* [What to do] Return all of the entries, keeping every word and mark as it is.

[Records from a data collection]

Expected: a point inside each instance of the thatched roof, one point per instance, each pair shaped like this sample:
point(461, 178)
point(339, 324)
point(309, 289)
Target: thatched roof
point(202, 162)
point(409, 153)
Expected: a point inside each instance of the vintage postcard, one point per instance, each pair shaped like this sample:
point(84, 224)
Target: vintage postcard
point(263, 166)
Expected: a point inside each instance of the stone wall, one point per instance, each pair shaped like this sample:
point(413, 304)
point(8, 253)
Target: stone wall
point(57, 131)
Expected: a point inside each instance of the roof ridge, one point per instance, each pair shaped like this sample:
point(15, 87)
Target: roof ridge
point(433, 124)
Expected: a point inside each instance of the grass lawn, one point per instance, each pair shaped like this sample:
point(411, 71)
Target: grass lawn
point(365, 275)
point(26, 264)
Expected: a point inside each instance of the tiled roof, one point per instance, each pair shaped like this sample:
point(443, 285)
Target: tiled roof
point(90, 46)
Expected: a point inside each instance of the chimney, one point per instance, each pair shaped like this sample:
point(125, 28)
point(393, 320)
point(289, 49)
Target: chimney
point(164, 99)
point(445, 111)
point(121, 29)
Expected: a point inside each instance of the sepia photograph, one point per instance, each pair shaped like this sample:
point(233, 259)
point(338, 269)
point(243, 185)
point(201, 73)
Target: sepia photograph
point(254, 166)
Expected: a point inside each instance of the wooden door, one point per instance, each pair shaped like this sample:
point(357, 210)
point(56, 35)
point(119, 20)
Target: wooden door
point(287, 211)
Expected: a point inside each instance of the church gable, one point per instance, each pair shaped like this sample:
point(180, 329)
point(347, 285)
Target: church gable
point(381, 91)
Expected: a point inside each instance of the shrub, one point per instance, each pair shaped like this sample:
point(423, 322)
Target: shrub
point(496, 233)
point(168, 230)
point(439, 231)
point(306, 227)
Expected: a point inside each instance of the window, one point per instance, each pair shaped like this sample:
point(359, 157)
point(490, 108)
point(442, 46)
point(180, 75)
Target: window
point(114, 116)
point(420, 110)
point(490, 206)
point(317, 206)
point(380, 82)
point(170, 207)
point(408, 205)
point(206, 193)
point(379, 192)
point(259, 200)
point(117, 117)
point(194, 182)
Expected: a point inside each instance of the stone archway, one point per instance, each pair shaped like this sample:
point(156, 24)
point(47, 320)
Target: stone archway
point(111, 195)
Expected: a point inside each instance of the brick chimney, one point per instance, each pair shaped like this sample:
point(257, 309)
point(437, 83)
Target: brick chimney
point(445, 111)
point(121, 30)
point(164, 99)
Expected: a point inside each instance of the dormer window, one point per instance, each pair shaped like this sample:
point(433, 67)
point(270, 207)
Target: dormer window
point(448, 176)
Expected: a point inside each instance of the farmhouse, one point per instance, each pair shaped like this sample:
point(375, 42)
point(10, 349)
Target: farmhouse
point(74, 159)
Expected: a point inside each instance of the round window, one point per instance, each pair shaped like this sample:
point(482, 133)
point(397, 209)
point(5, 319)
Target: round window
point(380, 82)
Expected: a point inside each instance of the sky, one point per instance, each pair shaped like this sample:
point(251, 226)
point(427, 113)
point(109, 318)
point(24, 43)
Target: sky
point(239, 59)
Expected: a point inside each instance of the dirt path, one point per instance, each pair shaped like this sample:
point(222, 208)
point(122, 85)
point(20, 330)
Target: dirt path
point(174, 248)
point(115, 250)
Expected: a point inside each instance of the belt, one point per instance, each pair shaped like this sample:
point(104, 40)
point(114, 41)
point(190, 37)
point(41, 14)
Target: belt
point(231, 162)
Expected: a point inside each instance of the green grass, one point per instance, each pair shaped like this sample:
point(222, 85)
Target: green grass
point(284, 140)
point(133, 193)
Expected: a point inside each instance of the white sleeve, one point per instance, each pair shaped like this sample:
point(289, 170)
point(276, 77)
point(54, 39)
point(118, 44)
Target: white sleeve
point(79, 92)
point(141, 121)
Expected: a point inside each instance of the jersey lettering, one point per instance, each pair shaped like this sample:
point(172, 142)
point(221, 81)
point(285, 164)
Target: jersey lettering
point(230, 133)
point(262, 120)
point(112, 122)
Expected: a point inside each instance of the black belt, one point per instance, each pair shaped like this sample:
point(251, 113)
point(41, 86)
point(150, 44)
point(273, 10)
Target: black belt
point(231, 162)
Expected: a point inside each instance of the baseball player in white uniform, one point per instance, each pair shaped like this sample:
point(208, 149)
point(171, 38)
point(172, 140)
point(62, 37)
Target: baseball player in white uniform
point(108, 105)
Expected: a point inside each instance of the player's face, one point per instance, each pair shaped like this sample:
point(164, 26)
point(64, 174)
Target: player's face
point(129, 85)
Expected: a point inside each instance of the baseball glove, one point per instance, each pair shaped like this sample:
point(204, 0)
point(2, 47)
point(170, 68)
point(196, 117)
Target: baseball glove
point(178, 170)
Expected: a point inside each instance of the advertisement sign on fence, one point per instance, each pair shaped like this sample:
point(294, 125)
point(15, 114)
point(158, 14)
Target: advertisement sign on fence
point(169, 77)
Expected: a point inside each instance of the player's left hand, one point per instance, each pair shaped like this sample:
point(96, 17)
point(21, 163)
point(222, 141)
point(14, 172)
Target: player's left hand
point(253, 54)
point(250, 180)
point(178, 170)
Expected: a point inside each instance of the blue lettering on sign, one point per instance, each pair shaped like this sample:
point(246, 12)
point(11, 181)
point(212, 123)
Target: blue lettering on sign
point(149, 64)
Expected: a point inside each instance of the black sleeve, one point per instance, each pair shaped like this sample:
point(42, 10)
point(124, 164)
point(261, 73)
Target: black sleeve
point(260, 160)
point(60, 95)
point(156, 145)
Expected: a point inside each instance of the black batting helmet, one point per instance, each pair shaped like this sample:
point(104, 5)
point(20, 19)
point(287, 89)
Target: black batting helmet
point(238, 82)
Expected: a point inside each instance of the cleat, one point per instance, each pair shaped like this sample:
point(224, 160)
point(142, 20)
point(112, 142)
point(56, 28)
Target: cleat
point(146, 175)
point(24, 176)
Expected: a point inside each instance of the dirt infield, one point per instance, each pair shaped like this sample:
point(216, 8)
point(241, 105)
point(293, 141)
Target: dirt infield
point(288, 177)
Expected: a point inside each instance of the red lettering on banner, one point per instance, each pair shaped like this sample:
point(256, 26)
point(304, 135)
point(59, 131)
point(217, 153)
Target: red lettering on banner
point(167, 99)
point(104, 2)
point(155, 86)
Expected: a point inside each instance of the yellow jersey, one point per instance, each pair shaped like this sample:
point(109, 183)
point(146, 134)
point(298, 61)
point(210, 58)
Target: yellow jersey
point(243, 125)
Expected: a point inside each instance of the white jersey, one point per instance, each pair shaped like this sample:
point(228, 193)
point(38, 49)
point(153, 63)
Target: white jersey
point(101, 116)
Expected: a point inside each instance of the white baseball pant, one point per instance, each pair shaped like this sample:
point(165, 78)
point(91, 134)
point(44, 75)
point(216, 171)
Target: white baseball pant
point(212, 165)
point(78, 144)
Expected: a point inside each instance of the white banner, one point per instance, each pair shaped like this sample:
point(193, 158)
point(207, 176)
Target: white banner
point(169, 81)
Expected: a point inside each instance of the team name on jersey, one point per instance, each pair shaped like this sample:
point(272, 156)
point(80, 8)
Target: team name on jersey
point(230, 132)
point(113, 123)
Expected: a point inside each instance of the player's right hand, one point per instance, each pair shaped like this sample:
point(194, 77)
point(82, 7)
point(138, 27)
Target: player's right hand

* [Written response]
Expected: a point inside each instance of the thatched roof, one point per instance, each pair shaped like this sample:
point(461, 178)
point(339, 324)
point(309, 289)
Target: thatched roof
point(202, 162)
point(409, 153)
Expected: a point inside each instance of the vintage postcard, one point per instance, each pair shaped like this sample:
point(84, 224)
Target: vintage postcard
point(263, 166)
Expected: a point inside each instance of the stone wall, one point per instance, each pair shaped like this sample:
point(413, 304)
point(8, 253)
Target: stone wall
point(57, 131)
Expected: a point inside each instance of the roof ridge, one point per instance, each pair shaped like this sample:
point(15, 87)
Target: roof ridge
point(433, 124)
Expected: a point inside each instance of the grass lawn, one point per instance, each pair shaped like this sample:
point(411, 71)
Target: grass lawn
point(365, 275)
point(26, 264)
Expected: a point inside each instance of the tiled roof, one point per instance, each pair shaped like this sample:
point(443, 285)
Target: tiled roof
point(90, 46)
Expected: a point inside each instance of the chimney, one point per instance, each pair shaped like this sample:
point(125, 28)
point(393, 320)
point(289, 49)
Target: chimney
point(164, 99)
point(445, 111)
point(121, 29)
Expected: a point inside each instance of the sepia photograph, one point per instance, each pair shaped like this sample:
point(233, 259)
point(338, 269)
point(243, 185)
point(201, 73)
Target: sepia photograph
point(254, 166)
Expected: a point inside each instance of the wooden door, one point per instance, each pair shaped like this sample:
point(357, 210)
point(56, 35)
point(119, 20)
Target: wooden door
point(287, 211)
Expected: a point inside each instance of the church gable, one point per instance, each pair shaped like this sample:
point(180, 329)
point(347, 285)
Target: church gable
point(381, 91)
Expected: a point inside each instance of the shrub, one point per instance, each pair shaped like this sample:
point(423, 322)
Target: shrub
point(496, 233)
point(168, 230)
point(439, 231)
point(306, 227)
Expected: a point inside each instance of the window, one point per instance, each pair shaped like this sample:
point(359, 157)
point(490, 108)
point(442, 46)
point(180, 75)
Target: window
point(114, 116)
point(420, 110)
point(490, 206)
point(317, 206)
point(380, 82)
point(170, 207)
point(408, 205)
point(206, 193)
point(379, 192)
point(259, 200)
point(117, 117)
point(194, 182)
Expected: a point inside each instance of the stone archway, one point per instance, each pair shaped like this sample:
point(156, 24)
point(47, 320)
Target: stone archway
point(111, 195)
Expected: a point inside each instance of the brick chimney, one point per instance, each pair shaped like this sample:
point(257, 309)
point(437, 83)
Target: brick chimney
point(445, 111)
point(121, 30)
point(164, 99)
Expected: a point inside each instance of the dormer window, one point per instance, each pair shaped like this sample:
point(433, 67)
point(270, 207)
Target: dormer window
point(448, 176)
Expected: a point inside each instance of the farmhouse, one point per instance, each pair shaped like this sample:
point(375, 42)
point(10, 349)
Target: farmhouse
point(74, 159)
Expected: a point inside each instance of the round window, one point per instance, each pair shaped like this sample:
point(482, 133)
point(397, 209)
point(5, 319)
Target: round window
point(380, 82)
Expected: a point inside each instance of the sky, one point per instance, each pair shaped like this sample:
point(251, 226)
point(427, 113)
point(109, 318)
point(24, 43)
Target: sky
point(239, 59)
Expected: a point inside each instance of the dirt path, one point per instance, each pair shaped like this sample:
point(222, 208)
point(122, 85)
point(20, 330)
Target: dirt path
point(174, 248)
point(115, 250)
Expected: a point inside each instance of the belt, one point per instance, each pair shaped like this sample:
point(104, 40)
point(114, 41)
point(190, 37)
point(41, 14)
Target: belt
point(231, 162)
Expected: a point inside each instance of the green grass, one point per instance, each pair shaped like this sample:
point(222, 85)
Target: green grass
point(284, 140)
point(133, 193)
Expected: a point inside each instance of the white sleeve, one point per instance, each pair shaped like this sample:
point(289, 170)
point(276, 77)
point(54, 39)
point(118, 44)
Target: white sleeve
point(79, 92)
point(141, 121)
Expected: a point inside each instance of the jersey lettering, one point per instance, each pair shaped like this sample:
point(172, 142)
point(221, 81)
point(285, 164)
Target: jersey lettering
point(230, 133)
point(262, 120)
point(112, 122)
Expected: a point inside each instance of the black belt, one point per instance, each pair shaped like this sample:
point(251, 113)
point(41, 86)
point(150, 44)
point(273, 10)
Target: black belt
point(231, 162)
Expected: a point inside each instance of the baseball player in white uniform, one point per instance, each pair shaped like this sample:
point(208, 149)
point(171, 38)
point(172, 140)
point(62, 37)
Target: baseball player in white uniform
point(108, 105)
Expected: a point inside each instance of the player's face, one point per instance, each pair shaped like this sample:
point(164, 26)
point(64, 174)
Target: player's face
point(129, 85)
Expected: a point inside each instance of the baseball glove, one point per instance, each pair shaped like this sample:
point(204, 0)
point(2, 47)
point(170, 68)
point(196, 117)
Target: baseball glove
point(178, 170)
Expected: a point inside each instance of the advertisement sign on fence, one point per instance, each pair shaped like this sample:
point(294, 125)
point(15, 114)
point(158, 14)
Target: advertisement sign on fence
point(169, 77)
Expected: a point inside each instance of the player's left hand, one point per instance, each pair shaped like this sample:
point(96, 17)
point(21, 163)
point(222, 141)
point(14, 172)
Target: player's left hand
point(253, 54)
point(250, 180)
point(178, 170)
Expected: a point inside each instance of the blue lettering on sign, one point per instance, each pair shaped like this sample:
point(246, 12)
point(11, 181)
point(212, 123)
Target: blue lettering on sign
point(149, 64)
Expected: a point inside each instance of the black sleeve, one point per instance, each pair shaped like this sample:
point(42, 10)
point(124, 164)
point(261, 73)
Target: black sleeve
point(260, 160)
point(60, 95)
point(156, 145)
Expected: a point inside each instance of the black batting helmet, one point per instance, each pair shaped like this sample:
point(104, 5)
point(20, 19)
point(287, 89)
Target: black batting helmet
point(238, 82)
Expected: a point inside each instance of the cleat, one point per instance, each pair shaped like this sample:
point(224, 160)
point(142, 20)
point(112, 142)
point(56, 28)
Target: cleat
point(146, 175)
point(24, 176)
Expected: a point inside each instance of the dirt infield, one point per instance, each pair shaped like this sample:
point(216, 8)
point(241, 105)
point(293, 141)
Target: dirt infield
point(288, 177)
Expected: a point inside each instance of the red lettering on banner, one point per instance, each pair shaped like this sample:
point(256, 26)
point(304, 135)
point(59, 131)
point(217, 153)
Target: red lettering on banner
point(167, 99)
point(104, 2)
point(155, 86)
Expected: a point inside each instance of the yellow jersey, one point per instance, each pair shaped like this sample:
point(109, 183)
point(146, 134)
point(298, 61)
point(210, 58)
Target: yellow jersey
point(243, 125)
Expected: a point inside each instance of the white jersey, one point per instance, each pair shaped like this sample:
point(228, 193)
point(38, 49)
point(153, 63)
Target: white jersey
point(101, 116)
Expected: a point inside each instance of the white baseball pant, one point per instance, each pair shaped like this sample:
point(165, 78)
point(91, 134)
point(44, 75)
point(216, 171)
Target: white baseball pant
point(212, 165)
point(78, 144)
Expected: a point inside each instance of the white banner, one point per instance, each pair shaped like this sample:
point(193, 158)
point(207, 176)
Target: white banner
point(169, 81)
Expected: a point inside each instance of the team name on jersey, one point per instance, each pair shaped like this sample:
point(272, 156)
point(80, 8)
Target: team name on jersey
point(230, 132)
point(113, 123)
Expected: a point inside each instance of the player's right hand, one point per instance, each pair shaped like this sample:
point(194, 77)
point(82, 7)
point(138, 27)
Target: player's right hand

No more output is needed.